**Records provided**
------

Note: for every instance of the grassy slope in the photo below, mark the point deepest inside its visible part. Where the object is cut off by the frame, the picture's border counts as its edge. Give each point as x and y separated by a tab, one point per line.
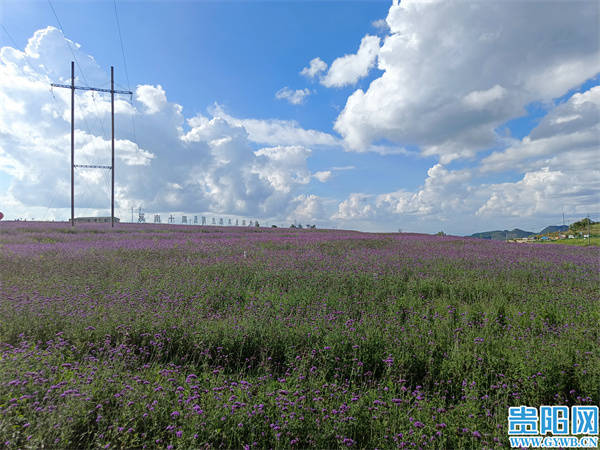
328	344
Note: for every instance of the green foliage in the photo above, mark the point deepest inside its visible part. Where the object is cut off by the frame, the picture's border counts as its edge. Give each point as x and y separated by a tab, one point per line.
325	343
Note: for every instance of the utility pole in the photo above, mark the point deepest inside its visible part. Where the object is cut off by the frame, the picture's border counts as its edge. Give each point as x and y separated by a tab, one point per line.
87	166
112	147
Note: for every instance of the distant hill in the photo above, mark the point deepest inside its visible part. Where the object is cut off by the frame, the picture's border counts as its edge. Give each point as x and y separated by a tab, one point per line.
501	235
554	229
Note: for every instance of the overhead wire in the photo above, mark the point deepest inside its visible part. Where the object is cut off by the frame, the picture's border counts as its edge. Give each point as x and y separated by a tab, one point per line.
87	84
126	70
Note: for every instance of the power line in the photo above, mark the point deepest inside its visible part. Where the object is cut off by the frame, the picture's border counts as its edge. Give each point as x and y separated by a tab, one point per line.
126	71
80	69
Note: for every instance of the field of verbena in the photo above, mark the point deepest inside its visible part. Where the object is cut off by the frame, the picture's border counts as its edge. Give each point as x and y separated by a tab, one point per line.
171	336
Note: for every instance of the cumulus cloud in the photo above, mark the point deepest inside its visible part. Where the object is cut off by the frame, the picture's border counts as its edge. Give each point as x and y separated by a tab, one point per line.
454	71
309	208
567	138
348	69
278	132
170	163
315	68
295	97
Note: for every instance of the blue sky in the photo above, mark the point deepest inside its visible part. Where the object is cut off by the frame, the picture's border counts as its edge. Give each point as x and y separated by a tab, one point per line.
425	127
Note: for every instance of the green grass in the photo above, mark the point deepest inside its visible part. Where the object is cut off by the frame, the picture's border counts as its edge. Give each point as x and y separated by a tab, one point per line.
365	341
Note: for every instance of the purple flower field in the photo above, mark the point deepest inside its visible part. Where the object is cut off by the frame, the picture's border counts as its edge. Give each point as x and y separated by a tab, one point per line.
156	336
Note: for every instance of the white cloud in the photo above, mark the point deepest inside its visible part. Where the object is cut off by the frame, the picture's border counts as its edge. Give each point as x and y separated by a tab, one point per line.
296	97
483	99
308	208
323	175
316	67
278	132
542	193
454	71
568	137
210	165
153	98
356	206
348	69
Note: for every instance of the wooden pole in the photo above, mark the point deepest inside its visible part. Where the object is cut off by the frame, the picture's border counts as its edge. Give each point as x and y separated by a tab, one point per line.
73	143
112	165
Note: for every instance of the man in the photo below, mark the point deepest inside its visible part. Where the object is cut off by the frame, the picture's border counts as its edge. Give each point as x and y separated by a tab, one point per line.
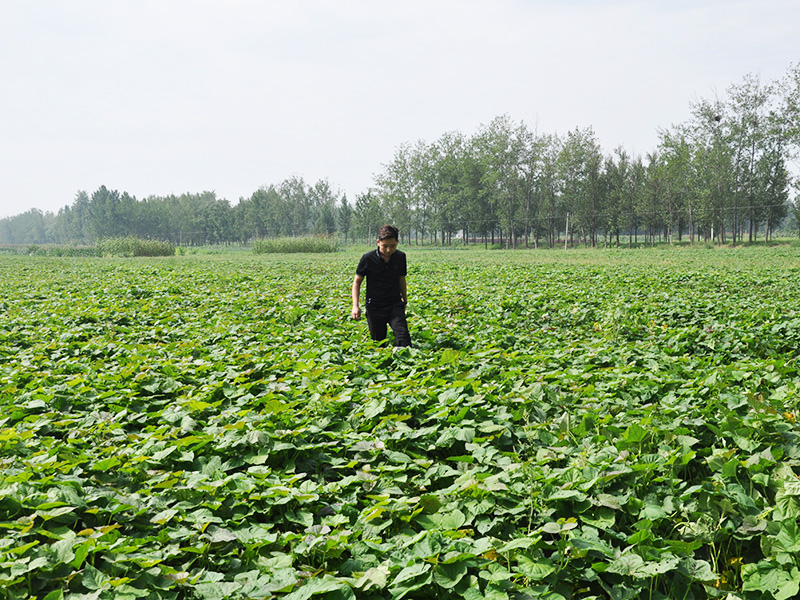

------

Arrange all of the lines above as a numbered list, skipping any blank lines. Leave the pictures out of your answer.

1. Note: for every instance of the grassy slope in the photo below, mark the point deepest inside its visible part. Where the object is cut off by the frame, the picture's border counts as its edge. Give each point as x and y separated by a tab, one point per line.
2. 328	344
3. Note: for every instance of the green foliage in the photo above, mark the point deepest inside its visible part. Where the object is cut off by the frame, the picture's border counts as its edge. Give each point as x and y separated by a tab, one point per line.
4. 325	343
5. Note: for every instance of the utility pole in the photo above, mark the point deepest inside its visible part. Where the object is cut off by the frame, the picture's border counts as its edge. Give each point as x and y separated by a tab, one point per line.
6. 87	166
7. 112	147
8. Note: for every instance of the distant hill in the photo above, mark the point deepest inside its visible part. Where the object is cut off by the frame, the picture's border counts as its edge. Give each point as x and y separated by a tab, one point per line.
9. 501	235
10. 554	229
11. Note: for every instance of the overhead wire in the photo above, mark the point deepest inside its visible part. Where the object is cut off by the frame, the picture's border counts as its edge. Give each point as x and y separated by a tab, one point per line.
12. 87	84
13. 126	70
14. Note: for every instance of the power line in the photo above, mark the point deepest inside its visible part. Where the object is cut off by the frame, the picture's border counts as its edge. Give each point as x and y separated by a tab, one point per line.
15. 126	71
16. 80	69
17. Note: for every instance of the field of verbena in the photo above, mark the point deepest inside its visible part. Where the object is cut off by the frame, the picture's border counts as its edge. Give each point as x and y separated by a tab, one point per line.
18. 171	336
19. Note: for every instance of the cumulus cloud in the photo above, mark the point deepest inside its visible part. Where the object is cut off by the frame, the picture's border counts as its edge. Give each point as x and y separated by a tab, one point per line.
20. 454	71
21. 309	208
22. 567	138
23. 348	69
24. 278	132
25. 170	163
26. 315	68
27. 295	97
28. Note: for every instance of the blue sky in the photo above, mark the point deepest inside its visible part. Where the object is cut off by the frame, the picture's border counts as its edge. Give each point as x and y separated by a tab, one point per line.
29. 425	127
30. Note: for every instance of the green grass in the photo above, mark the point deepest inside its visible part. Where the object is cut off by the frame, the picture's border counts as its edge. Give each point as x and y separated by a tab, one point per line.
31. 365	341
32. Note: for every instance of the purple flower field in the photo above, mark the point deepest inside its visible part. Where the object is cut off by the frame, the picture's border counts as its edge. Give each point as x and y separated by a tab, one point per line.
33. 156	336
34. Note: for every instance of the white cloud in the photo above, mark the point deepest inside its visible part. Where the object is cut off by the frame, the picture's border counts as its edge. Give each point as x and y separated by a tab, one point per line.
35. 296	97
36. 483	99
37. 308	208
38. 323	175
39. 316	67
40. 278	132
41. 542	193
42. 454	71
43. 568	137
44. 210	165
45. 153	98
46. 356	206
47. 348	69
48. Note: for every instance of the wooden pole in the photo above, mark the point deepest inside its visible part. Where the object is cut off by the frame, the picture's border counts as its edge. Give each point as x and y separated by a tab, one point per line.
49. 73	143
50. 112	165
51. Note: for every instance of the man in the photo below, mark the point deepest inside its visible part. Where the object is cut off by the frame, the picture's border counts as its edge. Give each point as x and y separated by a tab, one point per line.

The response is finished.